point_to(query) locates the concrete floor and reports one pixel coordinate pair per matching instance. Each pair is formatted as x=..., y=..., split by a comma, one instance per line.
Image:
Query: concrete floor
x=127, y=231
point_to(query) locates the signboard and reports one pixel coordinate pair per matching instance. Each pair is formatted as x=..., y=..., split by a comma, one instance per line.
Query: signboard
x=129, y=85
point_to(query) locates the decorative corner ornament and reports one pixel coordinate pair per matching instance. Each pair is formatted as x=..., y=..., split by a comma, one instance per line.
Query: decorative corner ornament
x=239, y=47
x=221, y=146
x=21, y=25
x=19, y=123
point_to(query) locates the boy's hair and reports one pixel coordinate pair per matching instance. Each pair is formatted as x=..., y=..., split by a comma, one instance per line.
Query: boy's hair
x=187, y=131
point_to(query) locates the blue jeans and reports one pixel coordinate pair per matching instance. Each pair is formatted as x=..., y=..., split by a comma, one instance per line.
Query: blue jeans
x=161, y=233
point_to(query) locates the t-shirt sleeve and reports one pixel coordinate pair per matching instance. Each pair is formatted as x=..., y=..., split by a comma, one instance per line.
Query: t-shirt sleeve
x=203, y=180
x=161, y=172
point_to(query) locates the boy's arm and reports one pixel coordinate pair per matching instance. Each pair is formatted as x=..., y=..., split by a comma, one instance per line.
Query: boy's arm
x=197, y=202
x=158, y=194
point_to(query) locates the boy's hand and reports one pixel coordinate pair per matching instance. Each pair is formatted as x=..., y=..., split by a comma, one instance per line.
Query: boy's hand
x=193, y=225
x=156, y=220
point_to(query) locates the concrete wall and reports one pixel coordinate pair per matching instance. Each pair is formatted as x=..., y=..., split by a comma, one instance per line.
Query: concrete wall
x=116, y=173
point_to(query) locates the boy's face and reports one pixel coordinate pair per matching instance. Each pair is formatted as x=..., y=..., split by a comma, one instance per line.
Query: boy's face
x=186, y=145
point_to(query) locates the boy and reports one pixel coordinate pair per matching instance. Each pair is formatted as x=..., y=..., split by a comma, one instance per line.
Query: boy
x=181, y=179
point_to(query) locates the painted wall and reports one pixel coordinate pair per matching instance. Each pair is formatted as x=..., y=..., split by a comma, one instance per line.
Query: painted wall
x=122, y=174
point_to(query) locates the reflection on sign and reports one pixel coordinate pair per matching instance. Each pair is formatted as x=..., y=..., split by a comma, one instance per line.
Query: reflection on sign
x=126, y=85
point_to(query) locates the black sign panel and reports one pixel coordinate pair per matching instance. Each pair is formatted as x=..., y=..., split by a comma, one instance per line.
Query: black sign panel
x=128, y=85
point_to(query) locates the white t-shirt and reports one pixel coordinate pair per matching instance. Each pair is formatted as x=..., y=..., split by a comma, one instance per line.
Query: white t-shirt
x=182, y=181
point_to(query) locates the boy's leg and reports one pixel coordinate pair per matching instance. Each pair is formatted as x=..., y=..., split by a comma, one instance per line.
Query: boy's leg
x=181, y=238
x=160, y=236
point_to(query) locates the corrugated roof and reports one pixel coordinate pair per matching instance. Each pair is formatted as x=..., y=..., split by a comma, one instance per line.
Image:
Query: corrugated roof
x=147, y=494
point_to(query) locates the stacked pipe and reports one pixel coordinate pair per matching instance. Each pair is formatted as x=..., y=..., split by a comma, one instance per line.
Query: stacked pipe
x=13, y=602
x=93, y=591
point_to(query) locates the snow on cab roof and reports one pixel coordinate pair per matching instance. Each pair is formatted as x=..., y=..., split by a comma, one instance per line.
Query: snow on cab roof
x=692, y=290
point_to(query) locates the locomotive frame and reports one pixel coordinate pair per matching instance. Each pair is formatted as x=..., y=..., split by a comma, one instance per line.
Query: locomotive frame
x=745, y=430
● ● ●
» TASK STATEMENT:
Write out all of the records above again, swapping every "split by a comma" for "separated by a comma" and leaving everything else unchanged.

» WRITTEN RESPONSE:
point_to(query) locates the concrete floor and reports one pixel coordinate pair per matching instance. Each pair is formatted as x=..., y=..., separated by a comma, one instance per line.
Image:
Query: concrete floor
x=127, y=231
point_to(query) locates the signboard and reports one pixel coordinate pair per matching instance. Each pair is formatted as x=..., y=..., separated by a comma, one instance per line.
Query: signboard
x=129, y=85
point_to(query) locates the decorative corner ornament and reports one pixel coordinate pair per matching instance. Each pair is formatted as x=..., y=..., separated by a comma, one instance per line.
Query: decorative corner ornament
x=239, y=47
x=221, y=146
x=21, y=25
x=19, y=123
point_to(query) locates the boy's hair and reports one pixel coordinate pair per matching instance. Each pair is formatted as x=..., y=..., separated by a comma, one instance per line.
Query: boy's hair
x=187, y=131
point_to(query) locates the blue jeans and reports one pixel coordinate pair per matching instance. Each pair is formatted as x=..., y=..., separated by a comma, one instance per line.
Query: blue jeans
x=161, y=233
point_to(query) locates the t-shirt sleeve and reports one pixel coordinate pair per matching instance. Each pair is formatted as x=..., y=..., separated by a comma, one instance per line.
Query: t-shirt sleeve
x=203, y=180
x=161, y=172
point_to(query) locates the boy's arm and reports one pixel coordinate pair per matching instance. Each pair is formatted as x=..., y=..., separated by a comma, one instance per line.
Query: boy's arm
x=197, y=202
x=158, y=194
point_to(query) locates the boy's hand and reports one pixel coordinate pair per matching instance. Each pair is formatted as x=..., y=..., separated by a comma, one instance per line.
Query: boy's hand
x=193, y=225
x=156, y=220
point_to(query) locates the concrete wall and reports one pixel coordinate pair per matching instance. Each pair is formatted as x=..., y=..., separated by a comma, one instance per line.
Query: concrete wall
x=116, y=173
point_to(query) locates the boy's face and reports one pixel coordinate pair per matching instance. Each pair is formatted as x=..., y=..., separated by a comma, one instance per line.
Query: boy's face
x=186, y=145
point_to(query) locates the boy and reports one pixel coordinate pair per matching instance. Each pair is formatted as x=..., y=..., separated by a comma, one instance per line.
Query: boy
x=181, y=179
point_to(query) locates the painted wall and reports one pixel coordinate pair per matching instance. Each pair is formatted as x=..., y=..., separated by a comma, one instance per line.
Query: painted wall
x=122, y=174
point_to(query) locates the reflection on sign and reports one pixel coordinate pair per matching instance. Each pair is formatted as x=..., y=..., separated by a comma, one instance per line.
Query: reflection on sign
x=126, y=85
point_to(query) locates the black sign panel and reports one pixel coordinate pair per matching instance. Each pair is formatted as x=..., y=..., separated by a comma, one instance per line.
Query: black sign panel
x=128, y=85
point_to(query) locates the white t-shirt and reports one pixel coordinate pair per matching instance. Each pair is formatted as x=..., y=..., separated by a comma, one instance per line.
Query: white t-shirt
x=182, y=181
point_to(query) locates the boy's leg and reports one pixel coordinate pair per matching instance. Each pair is formatted as x=..., y=..., separated by a comma, one instance per line.
Query: boy's leg
x=181, y=238
x=160, y=236
point_to(query) locates the corrugated roof and reports one pixel coordinate pair per matching instance. Each pair is formatted as x=..., y=..., separated by a comma, one instance per line.
Image:
Query: corrugated roof
x=147, y=494
point_to(query) locates the stacked pipe and reports one pixel coordinate pair per matching instance. Each pair is formatted as x=..., y=..., separated by a comma, one instance per line.
Query: stacked pipe
x=13, y=602
x=93, y=591
point_to(query) locates the snow on cab roof and reports one pixel coordinate pair per matching instance. Each pair is formatted as x=..., y=..., separated by a comma, one instance per line.
Query: snow on cab roof
x=692, y=290
point_to(query) locates the locomotive frame and reports one pixel coordinate pair per matching instance. Each pair is formatted as x=..., y=..., separated by a comma, one instance per line.
Query: locomotive frame
x=745, y=430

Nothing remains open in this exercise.